==== TEXTO DADO ====

Pesquisadores de diferentes áreas de conhecimento utilizaram mapas mentais, mas também desenhos livres para representar o meio ambiente, dentre os quais destacam-se: Dove, Everett e Preece (1999), Barraza (1999), Alerby (2000) e McNair e Stein (2001). Antonio e Guimarães (2006), baseando-se em desenhos, analisaram a realidade ambiental de um grupo de crianças de uma comunidade caiçara localizada entre os estados de São Paulo e Paraná. Notaram que essas representações retratavam vivências de um mundo marinho e a diversidade de vida no mar, além das atividades pesqueiras, realidades do espaço vivenciado por esse grupo. Martinho e Talamoni (2007) também analisaram, por meio de desenhos, as representações do meio ambiente de alunos da quarta série. Verificaram que a flora foi identificada por intermédio de valores utilitaristas e, na maioria dos casos, não reconheceram a importância da vegetação nativa para a manutenção da biodiversidade. As representações da fauna retratam animais domesticados e poucos animais nativos. Goldberg (2004) trabalhou com desenhos de crianças de quatro a nove anos sobre as representações de ambientes marinhos, por meio dos quais as crianças foram capazes de representar, com muito empenho, o ambiente que estavam observando: o elemento água, o ambiente marinho e seus componentes culturais e naturais. Observamos em todos esses trabalhos a relação entre o ser humano e a vida ao seu redor, de uma maneira muito real e sensível.

====

- **EXERCÍCIO PROPOSTO 1**: Passe para o inglês a seguinte frase do texto sobre desenhos e meio ambiente: "As representações da fauna retratam animais domesticados e poucos animais nativos."
- **EXERCÍCIO PROPOSTO 2**: Continue o texto sobre desenhos e meio ambiente logo depois da última frase dele.

==== LINHAS LISTADAS ====

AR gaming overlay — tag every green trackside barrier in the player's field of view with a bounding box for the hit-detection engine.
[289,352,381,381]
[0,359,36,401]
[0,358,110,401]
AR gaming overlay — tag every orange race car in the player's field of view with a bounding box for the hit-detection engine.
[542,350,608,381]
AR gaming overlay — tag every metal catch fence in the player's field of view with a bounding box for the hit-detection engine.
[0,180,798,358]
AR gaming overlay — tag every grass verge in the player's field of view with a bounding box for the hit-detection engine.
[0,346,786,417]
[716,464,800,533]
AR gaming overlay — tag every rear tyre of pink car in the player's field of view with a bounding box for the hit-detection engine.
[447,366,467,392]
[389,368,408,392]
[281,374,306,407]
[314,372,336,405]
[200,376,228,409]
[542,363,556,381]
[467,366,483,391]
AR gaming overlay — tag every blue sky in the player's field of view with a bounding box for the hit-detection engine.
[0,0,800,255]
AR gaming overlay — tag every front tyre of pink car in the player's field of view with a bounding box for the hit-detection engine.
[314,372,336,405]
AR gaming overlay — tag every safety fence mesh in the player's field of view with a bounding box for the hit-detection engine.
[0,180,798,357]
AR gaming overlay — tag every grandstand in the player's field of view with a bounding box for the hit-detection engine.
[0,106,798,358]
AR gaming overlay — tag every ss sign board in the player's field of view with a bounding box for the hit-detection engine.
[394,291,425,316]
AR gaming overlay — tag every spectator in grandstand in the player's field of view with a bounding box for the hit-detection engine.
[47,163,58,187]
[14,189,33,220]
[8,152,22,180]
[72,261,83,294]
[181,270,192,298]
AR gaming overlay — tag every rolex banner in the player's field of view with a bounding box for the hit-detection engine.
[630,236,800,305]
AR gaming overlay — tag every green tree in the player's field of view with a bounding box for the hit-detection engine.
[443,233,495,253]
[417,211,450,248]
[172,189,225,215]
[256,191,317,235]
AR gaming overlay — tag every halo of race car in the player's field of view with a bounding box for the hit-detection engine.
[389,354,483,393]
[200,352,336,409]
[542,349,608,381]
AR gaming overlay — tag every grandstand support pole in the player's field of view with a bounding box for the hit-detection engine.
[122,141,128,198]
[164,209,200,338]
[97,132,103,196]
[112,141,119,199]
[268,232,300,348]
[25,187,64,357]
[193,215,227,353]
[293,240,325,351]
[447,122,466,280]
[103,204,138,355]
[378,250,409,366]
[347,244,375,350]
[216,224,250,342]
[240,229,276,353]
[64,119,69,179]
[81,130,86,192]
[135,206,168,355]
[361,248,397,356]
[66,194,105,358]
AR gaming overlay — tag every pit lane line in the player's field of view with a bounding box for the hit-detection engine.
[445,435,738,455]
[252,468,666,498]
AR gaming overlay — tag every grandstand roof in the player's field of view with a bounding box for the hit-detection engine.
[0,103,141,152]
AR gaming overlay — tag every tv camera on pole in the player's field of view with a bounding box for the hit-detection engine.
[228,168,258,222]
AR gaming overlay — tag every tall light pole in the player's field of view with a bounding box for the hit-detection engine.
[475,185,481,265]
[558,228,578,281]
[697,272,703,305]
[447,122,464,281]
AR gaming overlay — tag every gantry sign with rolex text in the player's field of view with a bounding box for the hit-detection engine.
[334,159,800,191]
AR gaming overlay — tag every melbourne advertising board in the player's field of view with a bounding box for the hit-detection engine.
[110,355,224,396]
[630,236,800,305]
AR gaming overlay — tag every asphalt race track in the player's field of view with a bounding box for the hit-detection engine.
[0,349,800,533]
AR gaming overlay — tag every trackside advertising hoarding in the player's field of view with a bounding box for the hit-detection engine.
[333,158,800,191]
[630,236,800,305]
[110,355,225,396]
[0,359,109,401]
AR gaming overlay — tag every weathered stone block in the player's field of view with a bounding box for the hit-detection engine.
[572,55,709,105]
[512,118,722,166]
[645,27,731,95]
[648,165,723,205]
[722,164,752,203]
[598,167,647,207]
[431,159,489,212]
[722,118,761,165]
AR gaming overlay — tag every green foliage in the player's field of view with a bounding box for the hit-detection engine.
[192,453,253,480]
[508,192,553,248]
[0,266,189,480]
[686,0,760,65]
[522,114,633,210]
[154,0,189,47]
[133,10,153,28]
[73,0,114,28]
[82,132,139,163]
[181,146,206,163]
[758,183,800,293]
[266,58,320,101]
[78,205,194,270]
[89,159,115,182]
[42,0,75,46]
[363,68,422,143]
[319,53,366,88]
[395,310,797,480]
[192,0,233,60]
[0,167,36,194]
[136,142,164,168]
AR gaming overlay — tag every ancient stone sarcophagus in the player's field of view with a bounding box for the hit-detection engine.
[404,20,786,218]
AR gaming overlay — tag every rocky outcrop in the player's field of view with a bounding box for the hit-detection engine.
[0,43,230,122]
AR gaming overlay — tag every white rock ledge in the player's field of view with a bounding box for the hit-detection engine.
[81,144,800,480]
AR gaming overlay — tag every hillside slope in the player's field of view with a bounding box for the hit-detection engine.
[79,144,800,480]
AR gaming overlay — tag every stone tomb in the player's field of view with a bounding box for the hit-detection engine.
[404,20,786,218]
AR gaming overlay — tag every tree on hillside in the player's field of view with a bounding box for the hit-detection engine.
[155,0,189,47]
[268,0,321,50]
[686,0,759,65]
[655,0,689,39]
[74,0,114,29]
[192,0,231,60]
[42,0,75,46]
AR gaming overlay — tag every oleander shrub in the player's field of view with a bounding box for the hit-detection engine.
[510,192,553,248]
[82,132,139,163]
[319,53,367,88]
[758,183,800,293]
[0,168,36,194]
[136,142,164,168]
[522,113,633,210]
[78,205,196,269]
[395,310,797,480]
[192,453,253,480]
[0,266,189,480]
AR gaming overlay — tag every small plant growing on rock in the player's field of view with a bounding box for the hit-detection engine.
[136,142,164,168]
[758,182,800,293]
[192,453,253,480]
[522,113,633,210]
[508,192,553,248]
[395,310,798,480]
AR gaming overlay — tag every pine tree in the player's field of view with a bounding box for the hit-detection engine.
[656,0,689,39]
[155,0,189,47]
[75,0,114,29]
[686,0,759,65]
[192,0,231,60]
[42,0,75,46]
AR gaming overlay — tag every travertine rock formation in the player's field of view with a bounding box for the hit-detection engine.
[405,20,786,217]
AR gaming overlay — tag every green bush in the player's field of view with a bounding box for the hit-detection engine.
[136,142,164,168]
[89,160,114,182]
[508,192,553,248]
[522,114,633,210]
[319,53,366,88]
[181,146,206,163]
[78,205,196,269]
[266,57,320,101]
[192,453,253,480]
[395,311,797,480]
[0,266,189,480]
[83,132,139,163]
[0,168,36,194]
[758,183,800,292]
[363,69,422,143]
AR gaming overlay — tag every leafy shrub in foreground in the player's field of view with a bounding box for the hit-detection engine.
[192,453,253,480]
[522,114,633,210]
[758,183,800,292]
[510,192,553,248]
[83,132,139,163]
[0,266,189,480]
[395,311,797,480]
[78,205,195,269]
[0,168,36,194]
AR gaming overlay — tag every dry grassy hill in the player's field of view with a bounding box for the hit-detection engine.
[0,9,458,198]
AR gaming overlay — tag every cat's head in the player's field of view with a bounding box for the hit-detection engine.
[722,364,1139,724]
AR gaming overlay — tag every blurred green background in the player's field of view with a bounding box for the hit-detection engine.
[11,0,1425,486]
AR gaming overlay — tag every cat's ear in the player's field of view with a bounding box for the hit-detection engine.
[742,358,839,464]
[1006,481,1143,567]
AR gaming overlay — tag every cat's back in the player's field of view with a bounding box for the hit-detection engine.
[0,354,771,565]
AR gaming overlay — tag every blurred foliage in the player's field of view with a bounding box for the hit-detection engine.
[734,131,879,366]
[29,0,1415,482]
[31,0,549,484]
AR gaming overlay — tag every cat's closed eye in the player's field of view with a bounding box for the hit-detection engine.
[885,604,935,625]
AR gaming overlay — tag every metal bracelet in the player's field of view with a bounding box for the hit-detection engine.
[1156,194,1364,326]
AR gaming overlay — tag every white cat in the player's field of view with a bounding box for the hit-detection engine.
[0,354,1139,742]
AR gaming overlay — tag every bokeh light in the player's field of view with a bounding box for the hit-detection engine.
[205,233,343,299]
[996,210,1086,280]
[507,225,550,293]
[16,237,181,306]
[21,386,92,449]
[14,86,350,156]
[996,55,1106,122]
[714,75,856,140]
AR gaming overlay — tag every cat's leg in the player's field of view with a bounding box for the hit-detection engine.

====

- **RESPOSTA ESCRITA 1**: The representations of fauna depict domesticated animals and few native animals.

- **RESPOSTA ESCRITA 2**:
O objetivo principal desta pesquisa é aaber como crianças urbanas da região de Joinville representam a Mata Atlântica e sua biodiversidade. Os resultados poderão ajudar nos trabalhos de Educação Ambiental destinados à sensibilização do público e à utilização sustentável dos recursos desse bioma. Poderão, também, impulsionar e ampliar a utilização de desenhos infantis como forma de análise dos conhecimentos relacionados aos temas científicos.

Em face de tais objetivos, colocamos as seguintes questões de pesquisa: i) quais são os ecossistemas e táxons da flora e fauna representados com maior relevância pelos estudantes?; ii) essas representações infanto-juvenis retratam interação entre a flora, a fauna e o homem?; iii) de que forma os estudantes retratam o estado de conservação da Mata Atlântica?; iv) as representações dos estudantes diferem segundo o gênero e a idade?

Metodologia

O município de Joinville situa-se no extremo norte de Santa Catarina, limitado pelo Oceano Atlântico e a Serra do Mar, com altitudes desde o nível do mar até 1.400 m. Localiza-se às margens da baía da Babitonga, com uma população aproximada de 487.045 habitantes, estendidos em 1.131 Km² (IBGE, 2005). Sua principal atividade econômica é a indústria metal-mecânica, seguida de comércio e serviços. A cobertura florestal do município pertence totalmente ao bioma Mata Atlântica, com as seguintes regiões fitoecológicas e formações pioneiras: Floresta Ombrófila Densa, Floresta Ombrófila Mista, Estepe Ombrófila, e as formações pioneiras de influência flúvio-marinhas (mangue) e as formações marinhas (restinga) (GAPLAN, 1986).

Nesta investigação, foi utilizada a Pesquisa Social com uma abordagem qualitativa, mas muitos dos dados foram quantificáveis.

O levantamento das percepções das crianças e adolescentes frente à biodiversidade da Mata Atlântica foi efetuado junto aos alunos do Colégio dos Santos Anjos, um colégio particular, no centro da cidade de Joinville, Santa Catarina, Brasil. A escola conta com 629 alunos, atuando no nível fundamental. Em geral, os alunos são provenientes de famílias com bom poder aquisitivo, pertencentes às classes média e alta da sociedade joinvillense.

Fizeram parte da população-alvo 395 alunos de seis a 14 anos de idade, que freqüentavam da 1ª a 8ª séries do Ensino Fundamental, sendo 216 do gênero feminino e 179 do masculino, totalizando 62% da população total da escola.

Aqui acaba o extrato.